ЗАДАНИЯ:
#1 Кто из писателей, согласно статье о качествах писателя, написал: «Я не большой любитель говорить и всегда готов слушать»?
#2 Перечислите всё, что, по словам статьи о качествах писателя, некоторые люди пишут каждый день.
#3 Перепишите без изменений фрагмент статьи о качествах писателя: начните с места, где стоят слова «Вот это умение», и остановитесь после слов «и без этого.».

ИСХОДНЫЙ ТЕКСТ:
• • • • •

Качества, необходимые профессиональному писателю
Владимир Соколов (04/03/2014)
Есть так называемое писательское дарование, или талант. И от этого, как от могилы, - правда, трупы в тяжелые времена бросают, где придется, - никуда не уйдешь. Скорее не дарование, а предрасположенность к писательству. Некоторые дня прожить не могут: каждый день пишут стихотворение, рассказ, заметку в газету и тут же туда посылают. Иногда пишут сами, иногда переписывают. При этом не требуют ни гонорара, а подчас даже и славы, то есть подписываются литерами, скажем А. М. О тех природных качествах, которые делают писателя писателем, мы уже писали.
В данной статье речь пойдет о тех качествах, которые необходимы профессиональному писателю – к примеру, чувство "времени", эпохи, чувство соразмерности и т. д.
Умение слушать
В этот ряд я бы поместил и такую любопытную черту, как умение слушать. Многие, скажем, отмечали это у Шукшина. Или скажем, был в Москве часовщик, еврей, у которого любил бывать Лев Толстой. "Ну и как", спрашивали его, "каков он, наш классик?" -- А тот только пожимал плечами: "Откуда я знаю". -- "Ну что он говорил". -- "Да он мало что говорил, он больше любил слушать".
Вот это умение слушать, очень необходимо писателю. Хорошо об этом писал Моэм: "Я не большой любитель говорить и всегда готов слушать. Мне все равно, интересуются мною другие или нет. Я не жажду делиться с людьми своими знаниями и не чувствую потребности поправлять их, если они ошибаются. Скучные люди могут быть очень занимательны, если умеешь держать себя в руках". Наверное, этому умению -- слушать других -- можно выучиться. Но скорее это врожденное: это когда тебе просто интересны люди. И все же писателем можно быть и без этого.

• • • • •

СТРОКИ ДАННЫХ:
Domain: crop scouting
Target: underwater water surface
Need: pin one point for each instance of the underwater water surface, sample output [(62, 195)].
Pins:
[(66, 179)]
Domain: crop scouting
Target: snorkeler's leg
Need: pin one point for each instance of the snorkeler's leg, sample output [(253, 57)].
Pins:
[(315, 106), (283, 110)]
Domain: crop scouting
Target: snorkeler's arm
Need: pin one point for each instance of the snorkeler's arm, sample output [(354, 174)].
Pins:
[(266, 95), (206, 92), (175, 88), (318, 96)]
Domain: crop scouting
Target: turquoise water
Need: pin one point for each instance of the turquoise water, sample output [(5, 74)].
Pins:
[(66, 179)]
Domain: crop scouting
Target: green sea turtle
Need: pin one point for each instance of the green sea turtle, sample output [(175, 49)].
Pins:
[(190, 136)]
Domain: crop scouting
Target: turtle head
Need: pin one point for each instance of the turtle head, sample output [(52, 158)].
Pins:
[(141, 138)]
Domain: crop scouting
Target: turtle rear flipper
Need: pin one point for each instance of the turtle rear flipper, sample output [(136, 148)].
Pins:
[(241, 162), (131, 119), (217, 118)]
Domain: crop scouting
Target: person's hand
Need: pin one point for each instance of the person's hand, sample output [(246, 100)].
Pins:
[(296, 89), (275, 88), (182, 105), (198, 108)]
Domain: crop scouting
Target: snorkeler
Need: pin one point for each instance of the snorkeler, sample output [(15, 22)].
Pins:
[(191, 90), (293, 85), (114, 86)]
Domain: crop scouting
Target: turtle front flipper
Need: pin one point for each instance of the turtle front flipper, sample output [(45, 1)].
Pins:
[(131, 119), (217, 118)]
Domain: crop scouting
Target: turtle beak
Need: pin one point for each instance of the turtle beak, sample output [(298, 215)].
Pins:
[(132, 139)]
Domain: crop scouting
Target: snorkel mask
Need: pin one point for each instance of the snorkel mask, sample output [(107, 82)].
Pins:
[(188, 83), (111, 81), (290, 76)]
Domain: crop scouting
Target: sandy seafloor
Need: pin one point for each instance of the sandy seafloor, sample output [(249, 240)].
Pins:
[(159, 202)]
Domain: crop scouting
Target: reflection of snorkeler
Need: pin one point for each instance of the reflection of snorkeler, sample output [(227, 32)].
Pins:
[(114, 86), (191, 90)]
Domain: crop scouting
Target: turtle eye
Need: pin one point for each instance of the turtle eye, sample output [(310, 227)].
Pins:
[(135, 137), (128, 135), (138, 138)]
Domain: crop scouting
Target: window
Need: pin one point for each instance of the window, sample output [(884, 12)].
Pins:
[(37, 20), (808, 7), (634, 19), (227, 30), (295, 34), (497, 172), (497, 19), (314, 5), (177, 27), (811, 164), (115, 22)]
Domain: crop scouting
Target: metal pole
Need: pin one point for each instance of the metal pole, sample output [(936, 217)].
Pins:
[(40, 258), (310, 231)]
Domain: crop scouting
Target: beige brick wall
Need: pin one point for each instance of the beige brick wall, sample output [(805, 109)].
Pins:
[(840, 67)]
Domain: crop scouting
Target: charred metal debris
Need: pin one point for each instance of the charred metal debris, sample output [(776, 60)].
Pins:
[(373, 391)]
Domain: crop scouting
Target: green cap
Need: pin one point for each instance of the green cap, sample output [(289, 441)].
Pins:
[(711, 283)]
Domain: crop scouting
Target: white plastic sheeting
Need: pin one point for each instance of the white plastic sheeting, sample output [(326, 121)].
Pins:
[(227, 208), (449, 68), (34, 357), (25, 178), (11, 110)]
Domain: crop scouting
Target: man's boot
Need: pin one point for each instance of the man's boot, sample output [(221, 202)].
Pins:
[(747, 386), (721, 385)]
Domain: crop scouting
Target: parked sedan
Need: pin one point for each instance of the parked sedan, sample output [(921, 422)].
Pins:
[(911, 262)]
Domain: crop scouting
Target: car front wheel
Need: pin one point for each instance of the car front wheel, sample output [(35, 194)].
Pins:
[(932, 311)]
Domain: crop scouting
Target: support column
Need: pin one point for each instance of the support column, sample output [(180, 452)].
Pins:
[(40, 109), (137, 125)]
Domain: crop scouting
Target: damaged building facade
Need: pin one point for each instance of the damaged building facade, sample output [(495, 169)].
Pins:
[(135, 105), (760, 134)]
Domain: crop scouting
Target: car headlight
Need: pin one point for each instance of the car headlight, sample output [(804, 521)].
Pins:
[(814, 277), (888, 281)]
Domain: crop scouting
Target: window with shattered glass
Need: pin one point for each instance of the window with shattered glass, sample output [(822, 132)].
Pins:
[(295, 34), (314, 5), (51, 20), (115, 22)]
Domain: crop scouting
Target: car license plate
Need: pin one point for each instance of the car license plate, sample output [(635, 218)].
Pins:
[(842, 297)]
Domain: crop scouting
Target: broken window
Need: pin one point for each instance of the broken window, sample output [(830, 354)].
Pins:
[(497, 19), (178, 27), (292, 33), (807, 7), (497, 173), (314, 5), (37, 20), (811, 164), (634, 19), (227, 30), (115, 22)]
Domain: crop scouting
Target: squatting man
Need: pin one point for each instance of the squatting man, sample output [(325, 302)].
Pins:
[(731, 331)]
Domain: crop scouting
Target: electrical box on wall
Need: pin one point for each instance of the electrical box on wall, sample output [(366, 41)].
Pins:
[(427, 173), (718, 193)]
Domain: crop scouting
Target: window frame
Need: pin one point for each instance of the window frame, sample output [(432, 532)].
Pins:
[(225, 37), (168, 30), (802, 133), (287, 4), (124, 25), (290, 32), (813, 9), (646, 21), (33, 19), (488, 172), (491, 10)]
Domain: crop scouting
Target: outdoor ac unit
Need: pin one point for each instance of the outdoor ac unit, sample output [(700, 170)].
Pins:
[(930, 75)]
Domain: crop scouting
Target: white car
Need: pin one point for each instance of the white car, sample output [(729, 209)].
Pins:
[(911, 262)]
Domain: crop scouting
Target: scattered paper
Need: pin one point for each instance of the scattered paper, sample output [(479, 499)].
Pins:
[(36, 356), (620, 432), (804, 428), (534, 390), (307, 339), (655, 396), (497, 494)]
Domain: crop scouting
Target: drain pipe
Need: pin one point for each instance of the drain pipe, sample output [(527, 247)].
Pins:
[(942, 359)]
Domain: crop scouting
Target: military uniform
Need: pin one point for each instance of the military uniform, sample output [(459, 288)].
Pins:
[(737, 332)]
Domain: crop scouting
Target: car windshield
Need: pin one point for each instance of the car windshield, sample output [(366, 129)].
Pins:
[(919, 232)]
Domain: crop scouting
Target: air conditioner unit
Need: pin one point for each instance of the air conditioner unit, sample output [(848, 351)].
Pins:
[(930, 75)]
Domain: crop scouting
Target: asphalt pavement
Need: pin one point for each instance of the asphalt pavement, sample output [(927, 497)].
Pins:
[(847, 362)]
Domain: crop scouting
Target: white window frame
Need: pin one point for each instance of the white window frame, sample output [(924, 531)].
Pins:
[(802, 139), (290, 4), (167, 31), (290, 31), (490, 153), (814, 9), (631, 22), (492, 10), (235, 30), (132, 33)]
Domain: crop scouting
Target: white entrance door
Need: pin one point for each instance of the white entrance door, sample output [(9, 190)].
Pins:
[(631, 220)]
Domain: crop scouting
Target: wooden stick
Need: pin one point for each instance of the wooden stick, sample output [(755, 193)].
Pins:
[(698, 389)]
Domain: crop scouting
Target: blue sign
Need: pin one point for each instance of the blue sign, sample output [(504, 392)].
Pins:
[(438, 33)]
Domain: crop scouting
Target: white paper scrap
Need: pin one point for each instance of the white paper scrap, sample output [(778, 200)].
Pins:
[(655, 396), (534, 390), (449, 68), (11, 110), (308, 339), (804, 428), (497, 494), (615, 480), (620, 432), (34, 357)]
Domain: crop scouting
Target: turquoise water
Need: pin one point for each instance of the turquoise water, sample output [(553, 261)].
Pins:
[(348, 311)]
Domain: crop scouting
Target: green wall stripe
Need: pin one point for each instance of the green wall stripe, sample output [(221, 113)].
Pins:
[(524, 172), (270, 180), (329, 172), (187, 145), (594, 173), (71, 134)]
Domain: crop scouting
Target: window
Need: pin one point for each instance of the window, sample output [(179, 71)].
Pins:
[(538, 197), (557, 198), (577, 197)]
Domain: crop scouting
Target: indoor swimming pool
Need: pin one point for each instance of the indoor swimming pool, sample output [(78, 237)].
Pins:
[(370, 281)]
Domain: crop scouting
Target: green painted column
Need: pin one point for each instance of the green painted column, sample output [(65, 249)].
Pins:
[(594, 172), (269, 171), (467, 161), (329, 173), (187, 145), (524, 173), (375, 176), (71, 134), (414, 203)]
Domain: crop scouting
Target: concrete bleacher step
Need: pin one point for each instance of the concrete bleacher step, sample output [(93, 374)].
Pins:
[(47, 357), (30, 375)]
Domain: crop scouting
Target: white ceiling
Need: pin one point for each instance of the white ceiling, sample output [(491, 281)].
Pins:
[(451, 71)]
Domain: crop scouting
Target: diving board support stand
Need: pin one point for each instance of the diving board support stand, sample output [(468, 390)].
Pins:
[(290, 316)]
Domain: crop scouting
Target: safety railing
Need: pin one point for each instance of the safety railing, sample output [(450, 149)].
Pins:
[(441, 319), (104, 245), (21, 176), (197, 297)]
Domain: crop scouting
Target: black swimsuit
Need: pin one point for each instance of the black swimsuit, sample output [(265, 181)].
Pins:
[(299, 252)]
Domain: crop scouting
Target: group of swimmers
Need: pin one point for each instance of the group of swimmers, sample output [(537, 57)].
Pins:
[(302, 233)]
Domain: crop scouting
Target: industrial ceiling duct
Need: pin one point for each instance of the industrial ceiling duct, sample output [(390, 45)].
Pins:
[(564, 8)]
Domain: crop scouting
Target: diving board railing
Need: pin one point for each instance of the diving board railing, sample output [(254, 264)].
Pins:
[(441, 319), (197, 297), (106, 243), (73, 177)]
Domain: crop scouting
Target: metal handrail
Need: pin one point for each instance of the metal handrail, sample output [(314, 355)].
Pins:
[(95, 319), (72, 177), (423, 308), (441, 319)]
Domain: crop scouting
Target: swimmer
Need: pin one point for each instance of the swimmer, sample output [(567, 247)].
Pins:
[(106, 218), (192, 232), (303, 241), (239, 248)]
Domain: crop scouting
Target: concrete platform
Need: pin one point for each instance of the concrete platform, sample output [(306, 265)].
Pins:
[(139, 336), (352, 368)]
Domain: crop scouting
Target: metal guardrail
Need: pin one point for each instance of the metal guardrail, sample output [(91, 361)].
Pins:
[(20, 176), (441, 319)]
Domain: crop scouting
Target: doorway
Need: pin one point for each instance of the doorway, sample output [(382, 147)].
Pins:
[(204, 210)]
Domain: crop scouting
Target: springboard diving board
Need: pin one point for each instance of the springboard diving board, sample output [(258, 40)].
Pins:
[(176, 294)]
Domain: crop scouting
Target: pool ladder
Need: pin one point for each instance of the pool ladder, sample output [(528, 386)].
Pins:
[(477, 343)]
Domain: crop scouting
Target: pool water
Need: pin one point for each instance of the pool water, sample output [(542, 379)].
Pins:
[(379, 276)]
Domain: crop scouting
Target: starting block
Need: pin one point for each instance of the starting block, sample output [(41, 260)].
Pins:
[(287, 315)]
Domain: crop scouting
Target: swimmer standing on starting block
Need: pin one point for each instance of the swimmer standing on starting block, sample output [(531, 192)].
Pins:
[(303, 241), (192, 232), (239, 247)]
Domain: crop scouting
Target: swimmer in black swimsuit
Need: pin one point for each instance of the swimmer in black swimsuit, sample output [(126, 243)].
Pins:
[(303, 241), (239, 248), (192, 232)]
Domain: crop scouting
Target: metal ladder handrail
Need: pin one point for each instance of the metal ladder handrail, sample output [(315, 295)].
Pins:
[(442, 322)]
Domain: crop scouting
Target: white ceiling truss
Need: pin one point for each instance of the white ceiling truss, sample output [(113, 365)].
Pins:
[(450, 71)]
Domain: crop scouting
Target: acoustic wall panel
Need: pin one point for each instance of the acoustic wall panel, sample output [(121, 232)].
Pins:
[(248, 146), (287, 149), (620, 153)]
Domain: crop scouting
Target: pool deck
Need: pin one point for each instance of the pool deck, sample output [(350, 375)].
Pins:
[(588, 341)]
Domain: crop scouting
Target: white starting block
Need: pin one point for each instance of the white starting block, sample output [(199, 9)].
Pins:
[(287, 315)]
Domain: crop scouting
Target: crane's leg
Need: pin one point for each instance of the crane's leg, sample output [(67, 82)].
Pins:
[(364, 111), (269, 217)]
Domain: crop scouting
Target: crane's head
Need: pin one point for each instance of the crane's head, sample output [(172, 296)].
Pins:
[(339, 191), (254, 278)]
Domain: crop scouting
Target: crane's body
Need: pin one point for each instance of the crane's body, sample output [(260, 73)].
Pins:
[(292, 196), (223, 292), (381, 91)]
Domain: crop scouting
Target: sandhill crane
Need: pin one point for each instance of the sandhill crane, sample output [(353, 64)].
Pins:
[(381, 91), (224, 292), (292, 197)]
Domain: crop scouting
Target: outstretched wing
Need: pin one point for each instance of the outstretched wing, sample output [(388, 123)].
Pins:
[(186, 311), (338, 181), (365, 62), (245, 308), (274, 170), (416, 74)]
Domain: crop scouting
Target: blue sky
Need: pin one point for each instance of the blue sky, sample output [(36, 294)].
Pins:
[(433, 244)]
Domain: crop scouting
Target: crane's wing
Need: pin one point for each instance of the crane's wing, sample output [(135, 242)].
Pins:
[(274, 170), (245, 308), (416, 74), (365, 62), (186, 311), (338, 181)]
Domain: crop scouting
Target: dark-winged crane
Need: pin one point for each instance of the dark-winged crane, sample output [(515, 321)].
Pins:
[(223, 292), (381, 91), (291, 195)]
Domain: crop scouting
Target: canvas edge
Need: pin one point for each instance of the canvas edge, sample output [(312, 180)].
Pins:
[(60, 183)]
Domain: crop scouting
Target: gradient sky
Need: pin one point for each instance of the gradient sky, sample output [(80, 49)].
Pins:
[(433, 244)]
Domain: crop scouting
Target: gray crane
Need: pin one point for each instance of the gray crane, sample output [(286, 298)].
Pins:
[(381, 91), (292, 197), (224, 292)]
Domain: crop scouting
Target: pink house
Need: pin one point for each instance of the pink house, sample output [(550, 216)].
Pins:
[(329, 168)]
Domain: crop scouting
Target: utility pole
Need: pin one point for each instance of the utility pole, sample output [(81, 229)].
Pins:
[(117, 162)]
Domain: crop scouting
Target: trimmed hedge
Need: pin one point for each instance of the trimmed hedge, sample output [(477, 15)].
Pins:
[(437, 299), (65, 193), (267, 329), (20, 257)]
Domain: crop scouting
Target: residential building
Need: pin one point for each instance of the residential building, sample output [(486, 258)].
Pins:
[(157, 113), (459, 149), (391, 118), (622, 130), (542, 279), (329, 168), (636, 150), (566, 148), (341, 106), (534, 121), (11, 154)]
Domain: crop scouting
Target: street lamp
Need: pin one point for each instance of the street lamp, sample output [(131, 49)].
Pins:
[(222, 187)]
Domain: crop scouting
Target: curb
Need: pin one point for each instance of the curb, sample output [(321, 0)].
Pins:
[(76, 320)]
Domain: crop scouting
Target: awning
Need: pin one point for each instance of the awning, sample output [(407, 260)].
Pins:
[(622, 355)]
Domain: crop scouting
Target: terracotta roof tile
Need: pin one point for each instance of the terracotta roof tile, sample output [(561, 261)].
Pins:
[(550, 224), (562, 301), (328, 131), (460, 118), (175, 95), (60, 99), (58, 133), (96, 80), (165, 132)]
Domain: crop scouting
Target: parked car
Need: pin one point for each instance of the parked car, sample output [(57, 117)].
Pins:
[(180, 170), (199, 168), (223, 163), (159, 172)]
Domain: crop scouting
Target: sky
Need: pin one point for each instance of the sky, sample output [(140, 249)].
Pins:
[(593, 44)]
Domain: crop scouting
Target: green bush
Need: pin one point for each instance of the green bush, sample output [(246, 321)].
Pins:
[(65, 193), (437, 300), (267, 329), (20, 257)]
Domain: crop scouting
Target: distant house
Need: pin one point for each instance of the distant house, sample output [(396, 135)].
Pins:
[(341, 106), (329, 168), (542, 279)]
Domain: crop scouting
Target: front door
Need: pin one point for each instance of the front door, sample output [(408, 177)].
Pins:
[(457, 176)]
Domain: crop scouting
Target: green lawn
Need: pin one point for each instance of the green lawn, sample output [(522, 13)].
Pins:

• • • • •

ПОЛНЫЕ ОТВЕТЫ:
#1 Моэм.

#2 Стихотворение, рассказ, заметку в газету.

#3
Вот это умение слушать, очень необходимо писателю. Хорошо об этом писал Моэм: "Я не большой любитель говорить и всегда готов слушать. Мне все равно, интересуются мною другие или нет. Я не жажду делиться с людьми своими знаниями и не чувствую потребности поправлять их, если они ошибаются. Скучные люди могут быть очень занимательны, если умеешь держать себя в руках". Наверное, этому умению -- слушать других -- можно выучиться. Но скорее это врожденное: это когда тебе просто интересны люди. И все же писателем можно быть и без этого.